Na pessoa de Vossa Excelência, desejo saudar cordialmente todos os Moçambicanos, do Rovuma ao Maputo, particularmente os mais pobres e os que mais sofrem no corpo ou no espírito.

Encontro-me hoje aqui, Senhor Presidente, aceitando o amável convite de Vossa Excelência e o dos meus Irmãos no Episcopado. Agradeço de maneira simples, mas sinceramente, com um muito obrigado! Muito obrigado a todos!

2. Venho até vós como Bispo de Roma, como Vigário do Príncipe da Paz, Jesus Cristo, para Quem todo o homem é um irmão que deve ser amado, respeitado e amparado. É por conseguinte uma visita pastoral, como as que tenho vindo a fazer a tantos outros povos, que amo com e no amor de Cristo. As minhas palavras e intervenções serão dirigidas em primeiro lugar aos fiéis da Igreja Católica, para os confirmar e estimular no empenho consciente de viverem como filhos de Deus, comprometidos nesta sociedade, mas elas dirigem-se também a todos os Moçambicanos, sem distinção, para lhes repetir a mensagem: o amor existe; ninguém pode viver bem sem amor; é possível a civilização do amor.

Rica da sua experiência em humanidade, a Igreja vê no homem o seu caminho. E em nome e na fidelidade a Cristo Redentor, ela quer contribuir para o desenvolvimento integral e autêntico do mesmo homem, também aqui em Moçambique, como tem feito, está a fazer e continuará a fazer em todos os países do mundo, consoante isso lhe é permitido. E essa sua contribuição é para benefício de todos e de cada um, pois a Igreja considera cada pessoa um valor e cada comunidade um corpo; e que ambas hão-de ser libertadas e nunca oprimidas. E a mesma Igreja vai haurir a motivação e a perseverança para tanto, na “semelhança” divina do homem e na sua vocação para a imortalidade ( Sollicitudo Rei Socialis, 29).

3. Sei, Senhor Presidente, por o ter ouvido de Vossa Excelência, aquando da sua visita ao Vaticano, em Abril do ano passado, e pelo que me referiu o meu Enviado especial em Agosto do mesmo ano – como já ouvira do seu ilustre e saudoso predecessor Presidente Samora Machel – que na pátria moçambicana persiste a guerra, com todas as suas consequências de sofrimento, luto e desolação. Muitos homens, mulheres e crianças sofrem por não terem casa onde habitar, alimentação suficiente, escolas onde se instruir, hospitais para tratar a saúde, igrejas onde se reunir para rezar e campos onde empregar as forças de trabalho. Muitos milhares de pessoas são forçadas a deslocar-se à procura de segurança e de meios para sobreviver; outras refugiam-se nos países vizinhos. Face a este lamentável condicionalismo, quando se apresentou a ocasião, não tenho deixado de repetir: “Não à violência e sim à paz!”. E contaram sempre com o meu apoio as diligências dos meus Irmãos Bispos moçambicanos em favor da paz. Desejo aqui formular votos de que o sentir profundamente humanitário, valor distintivo dos povos africanos, faça convergir para o homem todas as partes interessadas, de maneira que se possam resolver pacificamente os graves problemas actuais.

*MATERIAL FORNECIDO*:
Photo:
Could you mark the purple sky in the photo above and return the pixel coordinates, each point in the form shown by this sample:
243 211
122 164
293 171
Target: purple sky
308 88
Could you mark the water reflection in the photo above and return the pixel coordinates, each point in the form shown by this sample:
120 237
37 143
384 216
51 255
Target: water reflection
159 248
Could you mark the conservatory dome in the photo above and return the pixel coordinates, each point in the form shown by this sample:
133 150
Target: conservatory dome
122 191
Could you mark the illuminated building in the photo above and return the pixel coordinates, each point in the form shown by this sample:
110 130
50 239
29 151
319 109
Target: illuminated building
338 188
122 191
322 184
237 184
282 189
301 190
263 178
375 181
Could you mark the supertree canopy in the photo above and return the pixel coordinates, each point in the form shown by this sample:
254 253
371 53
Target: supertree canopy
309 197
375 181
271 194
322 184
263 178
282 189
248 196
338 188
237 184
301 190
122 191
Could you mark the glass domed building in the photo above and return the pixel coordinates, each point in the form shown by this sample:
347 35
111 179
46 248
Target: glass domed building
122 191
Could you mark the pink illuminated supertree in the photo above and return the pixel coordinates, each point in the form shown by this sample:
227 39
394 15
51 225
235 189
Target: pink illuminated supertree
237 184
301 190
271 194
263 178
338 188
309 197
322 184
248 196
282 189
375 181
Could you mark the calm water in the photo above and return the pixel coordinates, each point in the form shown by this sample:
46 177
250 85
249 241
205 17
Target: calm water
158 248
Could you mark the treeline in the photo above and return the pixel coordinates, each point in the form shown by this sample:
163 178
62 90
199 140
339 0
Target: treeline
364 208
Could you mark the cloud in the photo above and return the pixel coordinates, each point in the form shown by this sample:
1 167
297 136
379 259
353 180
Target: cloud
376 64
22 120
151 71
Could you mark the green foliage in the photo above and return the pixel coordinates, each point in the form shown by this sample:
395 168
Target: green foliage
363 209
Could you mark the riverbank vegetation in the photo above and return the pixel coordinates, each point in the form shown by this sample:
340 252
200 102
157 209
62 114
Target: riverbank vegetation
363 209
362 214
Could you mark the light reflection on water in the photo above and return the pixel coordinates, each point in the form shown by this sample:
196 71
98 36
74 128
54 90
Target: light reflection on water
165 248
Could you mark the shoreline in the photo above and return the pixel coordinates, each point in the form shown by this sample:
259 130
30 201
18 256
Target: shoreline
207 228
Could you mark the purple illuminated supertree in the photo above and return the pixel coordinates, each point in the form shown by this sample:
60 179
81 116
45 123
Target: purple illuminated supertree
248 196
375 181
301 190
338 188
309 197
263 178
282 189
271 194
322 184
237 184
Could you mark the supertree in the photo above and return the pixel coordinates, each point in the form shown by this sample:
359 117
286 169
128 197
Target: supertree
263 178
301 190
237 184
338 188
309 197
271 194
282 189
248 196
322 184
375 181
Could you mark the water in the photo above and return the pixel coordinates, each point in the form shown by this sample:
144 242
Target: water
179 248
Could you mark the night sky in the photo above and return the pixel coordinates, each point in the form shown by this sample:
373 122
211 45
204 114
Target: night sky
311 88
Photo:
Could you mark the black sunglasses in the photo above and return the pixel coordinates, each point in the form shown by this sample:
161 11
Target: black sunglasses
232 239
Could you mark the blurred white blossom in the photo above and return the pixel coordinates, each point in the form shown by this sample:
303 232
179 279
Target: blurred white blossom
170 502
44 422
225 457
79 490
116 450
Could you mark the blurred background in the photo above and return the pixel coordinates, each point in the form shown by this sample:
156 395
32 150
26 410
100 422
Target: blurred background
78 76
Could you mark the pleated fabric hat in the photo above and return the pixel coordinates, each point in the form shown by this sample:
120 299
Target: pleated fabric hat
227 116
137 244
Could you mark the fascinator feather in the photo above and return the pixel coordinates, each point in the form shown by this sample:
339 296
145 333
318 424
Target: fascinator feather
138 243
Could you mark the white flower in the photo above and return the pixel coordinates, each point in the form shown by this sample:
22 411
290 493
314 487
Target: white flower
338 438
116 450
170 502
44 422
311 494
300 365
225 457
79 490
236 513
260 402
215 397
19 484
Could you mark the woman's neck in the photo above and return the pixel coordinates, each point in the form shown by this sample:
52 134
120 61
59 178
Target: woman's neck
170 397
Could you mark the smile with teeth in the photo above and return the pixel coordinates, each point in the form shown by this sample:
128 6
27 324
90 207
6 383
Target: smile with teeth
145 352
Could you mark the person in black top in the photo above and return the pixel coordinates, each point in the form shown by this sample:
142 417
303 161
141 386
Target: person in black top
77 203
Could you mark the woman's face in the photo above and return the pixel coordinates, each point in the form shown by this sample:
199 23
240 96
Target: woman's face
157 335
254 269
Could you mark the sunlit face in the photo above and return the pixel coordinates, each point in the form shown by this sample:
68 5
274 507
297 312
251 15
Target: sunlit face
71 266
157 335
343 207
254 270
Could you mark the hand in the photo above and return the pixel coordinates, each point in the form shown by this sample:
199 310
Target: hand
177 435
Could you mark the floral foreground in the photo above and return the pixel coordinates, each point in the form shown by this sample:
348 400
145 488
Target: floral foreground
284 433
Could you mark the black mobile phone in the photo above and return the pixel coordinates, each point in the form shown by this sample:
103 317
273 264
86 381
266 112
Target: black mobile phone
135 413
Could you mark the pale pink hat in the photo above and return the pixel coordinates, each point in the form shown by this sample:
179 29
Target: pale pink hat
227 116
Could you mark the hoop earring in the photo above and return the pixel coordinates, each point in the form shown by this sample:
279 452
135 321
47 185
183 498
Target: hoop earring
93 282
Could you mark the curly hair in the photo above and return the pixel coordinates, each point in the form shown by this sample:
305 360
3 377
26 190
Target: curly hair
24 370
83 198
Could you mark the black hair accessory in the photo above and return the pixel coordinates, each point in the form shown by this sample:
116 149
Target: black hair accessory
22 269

*OBJETIVO DA TAREFA*:
Enumere tudo aquilo que, segundo o texto fornecido, falta aos muitos homens, mulheres e crianças que sofrem na pátria moçambicana.

*RESULTADO ESPERADO*:
- casa onde habitar
- alimentação suficiente
- escolas onde se instruir
- hospitais para tratar a saúde
- igrejas onde se reunir para rezar
- campos onde empregar as forças de trabalho